Raw records
____

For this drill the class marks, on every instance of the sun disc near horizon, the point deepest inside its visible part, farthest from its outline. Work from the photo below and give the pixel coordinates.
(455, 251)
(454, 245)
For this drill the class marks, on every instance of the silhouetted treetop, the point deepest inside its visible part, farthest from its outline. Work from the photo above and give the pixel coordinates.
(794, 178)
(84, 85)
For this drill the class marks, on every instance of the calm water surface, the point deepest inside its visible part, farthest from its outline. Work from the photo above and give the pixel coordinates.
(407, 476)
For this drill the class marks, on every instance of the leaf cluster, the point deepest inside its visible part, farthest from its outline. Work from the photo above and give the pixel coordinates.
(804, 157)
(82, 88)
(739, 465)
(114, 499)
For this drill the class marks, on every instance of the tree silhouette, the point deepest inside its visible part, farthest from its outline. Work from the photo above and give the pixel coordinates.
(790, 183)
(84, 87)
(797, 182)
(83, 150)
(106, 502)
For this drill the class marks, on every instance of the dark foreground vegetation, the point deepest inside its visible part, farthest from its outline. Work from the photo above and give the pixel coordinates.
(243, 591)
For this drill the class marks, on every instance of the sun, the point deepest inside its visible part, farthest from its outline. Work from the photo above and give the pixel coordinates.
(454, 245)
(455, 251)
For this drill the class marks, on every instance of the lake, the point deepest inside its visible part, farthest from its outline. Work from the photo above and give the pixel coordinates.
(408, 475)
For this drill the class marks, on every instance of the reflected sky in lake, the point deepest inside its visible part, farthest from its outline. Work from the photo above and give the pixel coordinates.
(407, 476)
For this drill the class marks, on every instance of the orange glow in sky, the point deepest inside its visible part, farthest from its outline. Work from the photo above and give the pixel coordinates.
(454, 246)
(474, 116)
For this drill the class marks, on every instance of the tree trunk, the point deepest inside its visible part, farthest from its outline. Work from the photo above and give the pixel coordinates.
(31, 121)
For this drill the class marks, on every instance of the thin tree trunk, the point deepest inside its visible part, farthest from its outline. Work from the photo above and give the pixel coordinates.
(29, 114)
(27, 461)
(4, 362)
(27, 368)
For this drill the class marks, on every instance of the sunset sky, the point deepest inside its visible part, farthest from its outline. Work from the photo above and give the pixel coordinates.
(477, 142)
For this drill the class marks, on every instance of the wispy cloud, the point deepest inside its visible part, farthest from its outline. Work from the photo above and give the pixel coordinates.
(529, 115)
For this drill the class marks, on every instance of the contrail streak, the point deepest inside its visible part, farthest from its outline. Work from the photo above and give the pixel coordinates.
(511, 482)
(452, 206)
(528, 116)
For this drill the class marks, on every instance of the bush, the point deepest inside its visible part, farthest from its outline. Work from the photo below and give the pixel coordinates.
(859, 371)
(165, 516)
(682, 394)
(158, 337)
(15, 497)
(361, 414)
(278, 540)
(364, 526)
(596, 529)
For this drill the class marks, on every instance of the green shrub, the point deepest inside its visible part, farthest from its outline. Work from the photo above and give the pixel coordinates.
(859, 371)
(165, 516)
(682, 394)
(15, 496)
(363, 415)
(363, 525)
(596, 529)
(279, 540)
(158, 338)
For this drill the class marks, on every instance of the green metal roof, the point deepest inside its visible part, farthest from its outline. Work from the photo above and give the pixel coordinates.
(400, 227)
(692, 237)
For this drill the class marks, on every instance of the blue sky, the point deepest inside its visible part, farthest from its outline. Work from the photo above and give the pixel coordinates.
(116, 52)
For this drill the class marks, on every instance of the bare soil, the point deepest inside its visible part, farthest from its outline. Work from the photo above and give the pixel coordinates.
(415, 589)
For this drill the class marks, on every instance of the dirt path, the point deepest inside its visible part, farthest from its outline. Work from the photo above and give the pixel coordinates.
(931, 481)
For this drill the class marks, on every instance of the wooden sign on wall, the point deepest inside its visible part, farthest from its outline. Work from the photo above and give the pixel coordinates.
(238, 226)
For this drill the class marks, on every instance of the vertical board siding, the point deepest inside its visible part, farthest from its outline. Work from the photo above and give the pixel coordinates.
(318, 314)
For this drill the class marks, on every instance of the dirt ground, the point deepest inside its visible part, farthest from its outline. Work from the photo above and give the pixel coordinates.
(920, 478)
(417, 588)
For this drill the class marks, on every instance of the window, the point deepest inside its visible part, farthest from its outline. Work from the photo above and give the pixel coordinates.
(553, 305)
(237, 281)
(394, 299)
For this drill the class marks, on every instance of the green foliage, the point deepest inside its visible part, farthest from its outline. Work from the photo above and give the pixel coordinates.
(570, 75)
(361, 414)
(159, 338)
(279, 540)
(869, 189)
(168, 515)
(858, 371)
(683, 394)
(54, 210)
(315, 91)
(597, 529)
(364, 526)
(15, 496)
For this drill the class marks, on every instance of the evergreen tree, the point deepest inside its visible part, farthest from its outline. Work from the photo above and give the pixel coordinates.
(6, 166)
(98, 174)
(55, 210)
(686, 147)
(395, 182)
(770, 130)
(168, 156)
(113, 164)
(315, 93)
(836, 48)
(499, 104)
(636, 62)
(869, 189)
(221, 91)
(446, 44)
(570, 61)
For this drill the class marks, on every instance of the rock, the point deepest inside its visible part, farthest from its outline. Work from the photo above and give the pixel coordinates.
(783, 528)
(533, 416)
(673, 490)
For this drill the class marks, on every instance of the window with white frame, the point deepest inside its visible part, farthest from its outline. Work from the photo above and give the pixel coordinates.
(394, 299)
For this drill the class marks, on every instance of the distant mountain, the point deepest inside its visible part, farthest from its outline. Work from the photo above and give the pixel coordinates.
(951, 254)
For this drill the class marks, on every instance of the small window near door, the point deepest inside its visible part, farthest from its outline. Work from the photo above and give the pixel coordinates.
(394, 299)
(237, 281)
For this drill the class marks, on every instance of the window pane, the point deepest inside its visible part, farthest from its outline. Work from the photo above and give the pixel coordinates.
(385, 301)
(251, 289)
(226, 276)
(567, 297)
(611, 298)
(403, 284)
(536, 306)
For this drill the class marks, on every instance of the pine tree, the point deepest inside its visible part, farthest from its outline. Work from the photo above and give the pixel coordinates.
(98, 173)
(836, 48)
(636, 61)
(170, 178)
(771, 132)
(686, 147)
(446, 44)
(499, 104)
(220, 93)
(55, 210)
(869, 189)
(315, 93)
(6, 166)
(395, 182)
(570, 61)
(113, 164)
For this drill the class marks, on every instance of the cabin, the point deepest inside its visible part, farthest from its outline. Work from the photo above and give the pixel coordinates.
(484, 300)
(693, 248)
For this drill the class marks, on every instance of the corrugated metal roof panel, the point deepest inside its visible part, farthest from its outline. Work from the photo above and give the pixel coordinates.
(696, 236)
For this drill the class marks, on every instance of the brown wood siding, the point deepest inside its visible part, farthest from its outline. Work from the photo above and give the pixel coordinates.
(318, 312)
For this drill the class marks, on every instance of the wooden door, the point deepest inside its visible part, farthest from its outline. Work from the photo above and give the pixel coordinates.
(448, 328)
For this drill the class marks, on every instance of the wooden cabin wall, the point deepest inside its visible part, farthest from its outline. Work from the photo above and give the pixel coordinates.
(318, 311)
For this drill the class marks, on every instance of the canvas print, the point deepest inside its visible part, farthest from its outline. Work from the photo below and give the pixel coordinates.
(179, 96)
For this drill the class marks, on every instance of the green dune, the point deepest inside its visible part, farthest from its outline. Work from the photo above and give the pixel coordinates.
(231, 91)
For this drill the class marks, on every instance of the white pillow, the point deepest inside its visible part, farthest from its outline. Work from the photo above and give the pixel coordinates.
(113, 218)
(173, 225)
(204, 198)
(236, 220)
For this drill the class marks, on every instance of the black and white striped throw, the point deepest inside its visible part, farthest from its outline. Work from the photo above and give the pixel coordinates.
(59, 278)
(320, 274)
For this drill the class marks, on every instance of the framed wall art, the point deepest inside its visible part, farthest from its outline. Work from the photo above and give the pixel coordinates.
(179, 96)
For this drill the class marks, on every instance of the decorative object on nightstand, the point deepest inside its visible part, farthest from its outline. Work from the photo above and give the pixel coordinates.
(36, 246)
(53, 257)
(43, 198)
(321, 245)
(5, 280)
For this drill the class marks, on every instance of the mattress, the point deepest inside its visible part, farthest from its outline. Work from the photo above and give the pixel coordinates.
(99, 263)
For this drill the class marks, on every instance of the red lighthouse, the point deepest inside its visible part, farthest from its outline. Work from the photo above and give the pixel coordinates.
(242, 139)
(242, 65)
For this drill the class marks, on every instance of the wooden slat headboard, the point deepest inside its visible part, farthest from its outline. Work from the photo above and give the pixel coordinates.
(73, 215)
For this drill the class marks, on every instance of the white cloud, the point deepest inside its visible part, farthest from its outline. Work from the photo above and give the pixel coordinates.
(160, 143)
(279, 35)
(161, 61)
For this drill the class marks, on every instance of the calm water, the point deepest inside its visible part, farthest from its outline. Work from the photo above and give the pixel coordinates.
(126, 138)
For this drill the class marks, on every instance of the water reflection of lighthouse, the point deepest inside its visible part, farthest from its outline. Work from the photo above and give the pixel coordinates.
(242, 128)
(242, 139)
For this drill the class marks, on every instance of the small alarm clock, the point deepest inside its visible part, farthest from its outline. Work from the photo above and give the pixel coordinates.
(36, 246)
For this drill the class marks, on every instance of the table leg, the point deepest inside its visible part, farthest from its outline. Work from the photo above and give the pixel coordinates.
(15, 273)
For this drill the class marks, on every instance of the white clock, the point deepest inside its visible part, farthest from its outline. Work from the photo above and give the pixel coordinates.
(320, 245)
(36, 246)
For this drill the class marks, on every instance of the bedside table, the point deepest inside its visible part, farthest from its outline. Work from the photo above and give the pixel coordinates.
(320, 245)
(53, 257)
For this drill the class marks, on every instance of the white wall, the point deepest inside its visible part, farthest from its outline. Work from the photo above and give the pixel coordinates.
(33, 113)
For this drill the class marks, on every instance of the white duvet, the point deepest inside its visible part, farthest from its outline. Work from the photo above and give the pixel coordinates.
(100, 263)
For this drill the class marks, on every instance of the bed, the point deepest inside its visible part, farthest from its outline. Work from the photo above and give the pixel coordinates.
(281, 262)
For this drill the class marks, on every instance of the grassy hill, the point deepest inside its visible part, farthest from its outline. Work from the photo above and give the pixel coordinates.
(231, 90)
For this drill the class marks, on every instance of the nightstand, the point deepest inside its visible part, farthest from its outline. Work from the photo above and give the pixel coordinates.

____

In the entries above, find the line containing "the bed, the". Set down that line and every line after it through the last one, exactly and alone.

For this drill the class marks, on every instance of the bed, the point deepest inside its visible part, farthest from its outline. Work from the photo above and give the pixel coordinates.
(281, 262)
For this drill the class marks, on every instance of the grassy hill, the point deepest inside its visible part, farthest from its outline. Work from the photo above and give the pixel coordinates.
(231, 90)
For this drill the class marks, on every instance of the nightstand, the point deepest inside its visible part, farthest from its outline. Work from the photo above and give the pixel coordinates.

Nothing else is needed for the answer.